# Quoted text

Jonathan Berkshire Miller is director of foreign affairs, national security and defence at the Macdonald-Laurier Institute.
As much as Canada’s announcement this month that it will halt activity with China’s Asian Infrastructure Investment Bank (AIIB) might have appeared out of the blue, the end result of this failed experiment was predictable.
The Liberal government had joined the multinational development bank in 2017 with a naive, economically myopic view of what the future of the China relationship could look like. At the time, Ottawa viewed Beijing as a long-desired option to diversify itself from its primary trading relationship with the United States. Prime Minister Justin Trudeau served up an even more short-sighted policy goal during his trip to Beijing later by pushing for public consultations on a free-trade agreement with China.
Both initiatives, along with broader hope that Canada could benefit from China’s economic growth without suffering the costs of its geostrategic coercion, were misplaced. At the time, Ottawa was convinced that spurning membership in the AIIB would endanger its interests as the economic centre of gravity was shifting toward Beijing.

# Extracted material
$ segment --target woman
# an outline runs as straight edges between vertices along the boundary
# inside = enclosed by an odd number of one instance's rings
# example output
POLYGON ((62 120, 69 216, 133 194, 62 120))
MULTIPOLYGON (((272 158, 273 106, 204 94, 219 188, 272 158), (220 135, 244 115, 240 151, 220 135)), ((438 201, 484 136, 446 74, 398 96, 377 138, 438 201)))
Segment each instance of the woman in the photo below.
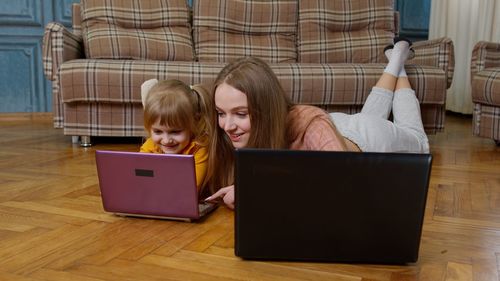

# Problem 1
According to the commentary on Canada and the AIIB, in what year did the Liberal government join the bank?
# Problem 2
Restate word for word the part of the commentary on Canada and the AIIB starting with "Jonathan Berkshire Miller" and going on through "experiment was predictable.".

# Full answer 1
2017

# Full answer 2
Jonathan Berkshire Miller is director of foreign affairs, national security and defence at the Macdonald-Laurier Institute.
As much as Canada’s announcement this month that it will halt activity with China’s Asian Infrastructure Investment Bank (AIIB) might have appeared out of the blue, the end result of this failed experiment was predictable.